Excerpts from a point labeling dataset:

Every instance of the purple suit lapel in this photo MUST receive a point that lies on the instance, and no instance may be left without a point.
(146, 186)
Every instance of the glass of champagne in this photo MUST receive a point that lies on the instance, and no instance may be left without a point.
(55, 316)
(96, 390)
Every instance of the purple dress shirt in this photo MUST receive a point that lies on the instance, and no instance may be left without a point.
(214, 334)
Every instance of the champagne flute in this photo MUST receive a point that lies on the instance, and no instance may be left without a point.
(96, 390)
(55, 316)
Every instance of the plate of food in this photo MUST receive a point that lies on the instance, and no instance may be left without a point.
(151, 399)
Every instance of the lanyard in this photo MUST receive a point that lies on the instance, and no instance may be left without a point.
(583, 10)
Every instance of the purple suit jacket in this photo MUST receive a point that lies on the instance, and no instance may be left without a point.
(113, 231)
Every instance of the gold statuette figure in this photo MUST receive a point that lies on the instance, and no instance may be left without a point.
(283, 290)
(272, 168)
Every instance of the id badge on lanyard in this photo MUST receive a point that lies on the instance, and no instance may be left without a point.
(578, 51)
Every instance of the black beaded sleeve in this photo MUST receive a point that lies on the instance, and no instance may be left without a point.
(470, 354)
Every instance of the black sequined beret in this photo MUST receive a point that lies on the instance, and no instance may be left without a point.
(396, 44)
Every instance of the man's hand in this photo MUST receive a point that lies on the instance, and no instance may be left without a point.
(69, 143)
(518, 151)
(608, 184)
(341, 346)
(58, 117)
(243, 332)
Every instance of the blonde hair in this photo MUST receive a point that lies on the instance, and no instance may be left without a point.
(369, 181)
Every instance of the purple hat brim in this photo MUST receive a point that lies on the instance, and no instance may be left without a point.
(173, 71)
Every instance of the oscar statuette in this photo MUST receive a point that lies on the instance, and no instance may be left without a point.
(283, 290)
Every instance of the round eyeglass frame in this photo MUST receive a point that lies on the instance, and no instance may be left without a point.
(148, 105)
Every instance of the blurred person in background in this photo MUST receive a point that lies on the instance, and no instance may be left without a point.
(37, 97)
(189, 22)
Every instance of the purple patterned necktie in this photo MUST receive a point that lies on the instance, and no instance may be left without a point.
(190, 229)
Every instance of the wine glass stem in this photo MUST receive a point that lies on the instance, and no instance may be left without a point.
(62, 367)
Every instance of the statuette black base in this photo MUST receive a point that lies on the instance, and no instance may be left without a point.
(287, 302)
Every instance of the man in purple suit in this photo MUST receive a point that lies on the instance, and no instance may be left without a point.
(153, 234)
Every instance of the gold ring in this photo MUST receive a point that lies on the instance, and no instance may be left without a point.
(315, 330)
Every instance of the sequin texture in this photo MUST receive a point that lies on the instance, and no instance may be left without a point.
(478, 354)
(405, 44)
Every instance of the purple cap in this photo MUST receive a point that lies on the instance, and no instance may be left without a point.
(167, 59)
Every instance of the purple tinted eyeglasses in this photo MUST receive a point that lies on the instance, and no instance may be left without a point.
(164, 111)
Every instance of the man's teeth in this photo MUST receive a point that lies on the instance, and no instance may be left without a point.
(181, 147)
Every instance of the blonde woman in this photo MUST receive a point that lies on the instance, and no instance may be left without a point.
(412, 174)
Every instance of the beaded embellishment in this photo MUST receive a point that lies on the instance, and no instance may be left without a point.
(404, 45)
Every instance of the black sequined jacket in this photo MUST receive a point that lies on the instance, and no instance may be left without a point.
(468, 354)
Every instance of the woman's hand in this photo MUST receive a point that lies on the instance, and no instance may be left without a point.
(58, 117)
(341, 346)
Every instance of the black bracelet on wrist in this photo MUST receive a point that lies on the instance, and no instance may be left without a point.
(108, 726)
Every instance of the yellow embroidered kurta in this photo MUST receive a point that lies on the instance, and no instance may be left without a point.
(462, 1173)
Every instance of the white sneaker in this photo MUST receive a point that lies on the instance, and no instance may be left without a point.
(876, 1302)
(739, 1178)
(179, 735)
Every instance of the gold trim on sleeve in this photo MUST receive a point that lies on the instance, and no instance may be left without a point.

• _Aim_
Copy out every one of the entries above, word for word and in the same order.

• _Solution for this problem_
Every instance of the purple suit lapel in this photo MUST receive a point that lies on the instance, and no instance may be left without a point.
(146, 186)
Every instance of the glass of champagne in this photo MUST receive a point that lies on the instance, and no instance may be left without a point.
(55, 316)
(96, 390)
Every instance of the purple dress shirt in this photo MUST receive a point that lies on the instance, and no instance may be left without a point.
(214, 334)
Every instance of the champagne flute in this photo MUST receive a point that lies on the instance, and no instance may be left without a point.
(96, 390)
(55, 316)
Every instance of the plate of food in this photo MUST receive a point that lies on the instance, and no instance may be left without a point.
(151, 399)
Every instance of the lanyard in this photo MUST receive a point that lies on the instance, and no instance may be left without a point.
(583, 10)
Every instance of the purple suit jacket in this photo MUST receive a point that lies on the instance, and no instance may be left without a point.
(113, 231)
Every instance of the gold statuette figure in this photo MUST receive a point that lies on the instance, and no instance may be left without a point.
(283, 290)
(272, 168)
Every instance of the id badge on lanyard in this photo MUST receive a point that lies on the instance, and no instance may be left without a point.
(578, 51)
Every instance of the black beaded sleeve in this photo MUST receive a point that lies on the instance, and no instance may be left without a point.
(470, 354)
Every instance of the black sequined beret in this photo MUST receive a point that lies on the instance, and no instance may be left without a point.
(396, 44)
Every instance of the man's hand in this photo MUST receive a point that lies on the instance, and no instance may be left without a point.
(69, 143)
(518, 151)
(608, 184)
(341, 346)
(58, 117)
(243, 332)
Every instance of the blonde hair in this photo MUST receive a point that lies on the instance, and no instance may be left without a point.
(369, 181)
Every instance of the purple hat brim in this photo MUST receive a point that lies on the instance, and no instance may be left without a point.
(173, 71)
Every instance of the oscar statuette in this photo MUST receive a point that lies on the instance, and no instance may be left without a point.
(283, 290)
Every instance of the round eyeglass frame in this photo MUST receive a point that lies on the instance, and no instance may be left without a point.
(148, 105)
Every instance of the blurred person in background in this photo MUST receive a point that lies on the instance, and no instance may be left without a point.
(37, 97)
(189, 22)
Every instance of the purple patterned necktie in this photo MUST receive a point that lies on the instance, and no instance may be left without a point.
(190, 229)
Every instance of the wine glass stem in this photo MUST receive a point that lies on the instance, and no instance may be left without a point.
(62, 367)
Every instance of the statuette black base in this photo MUST receive a point that lies on the instance, and no instance may be left without a point.
(287, 302)
Every instance of the man in purple suit in this photo MUST receive a point that lies on the instance, and no instance may be left without a point.
(153, 234)
Every instance of the gold ring in this photo MUST receive a point that lies on the instance, and no instance may be left without a point.
(315, 330)
Every instance of the sequin texture in this photo MUST receive a point that lies on the instance, and no instance may be left without a point.
(478, 354)
(405, 44)
Every instance of the purple cap in this photo MUST receive a point that lies on the instance, and no instance may be left without a point.
(167, 59)
Every instance of the purple tinted eyeglasses in this photo MUST receive a point that lies on the instance, and no instance may be left without a point.
(164, 111)
Every instance of the man's teeth in this photo MUST receive a point that lies on the instance, and no instance may be left without a point.
(181, 147)
Every instance of the blonde woman in this photo MUST receive a point that lies on the instance, and no instance may be left without a point.
(412, 174)
Every instance of the beaded embellishment in this photo MUST receive a point that lies on the instance, and no instance may be left without a point.
(404, 45)
Every instance of the black sequined jacket in this photo MUST receive a point that lies on the instance, and no instance may be left without a point.
(468, 354)
Every instance of the woman's hand in this photo MUST receive a point that lies on the instance, and no instance may be left without a point.
(58, 117)
(341, 346)
Every instance of the black bracelet on wrist in this photo MUST receive a point that lies on the instance, and no instance may be left without a point.
(108, 726)
Every instance of the yellow embroidered kurta in this photo MUST receive a point that lies on the instance, and no instance may be left without a point.
(462, 1173)
Every instance of the white sneaker in this photo MUST receive a point that lies on the instance, and no instance may be left without a point.
(876, 1302)
(739, 1178)
(179, 735)
Every instance of the gold trim on sleeve in this photo MUST receive a point that lies on the instance, and no instance may be left without a point.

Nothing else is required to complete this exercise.